Task
Format every line of the records below as a numbered list, omitting any blank lines.

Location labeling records
start
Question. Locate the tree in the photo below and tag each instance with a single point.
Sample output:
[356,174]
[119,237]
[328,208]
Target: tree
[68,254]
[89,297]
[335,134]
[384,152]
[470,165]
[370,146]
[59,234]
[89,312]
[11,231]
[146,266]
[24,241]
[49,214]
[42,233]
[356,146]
end
In response
1. Question. Locate the tree in the photo below and tag each instance with a single point.
2. Sample output:
3. [356,174]
4. [119,237]
5. [328,208]
6. Target: tree
7. [68,254]
8. [89,297]
9. [335,134]
10. [384,152]
11. [470,165]
12. [370,146]
13. [59,234]
14. [89,312]
15. [11,231]
16. [146,266]
17. [24,241]
18. [49,214]
19. [42,233]
20. [356,146]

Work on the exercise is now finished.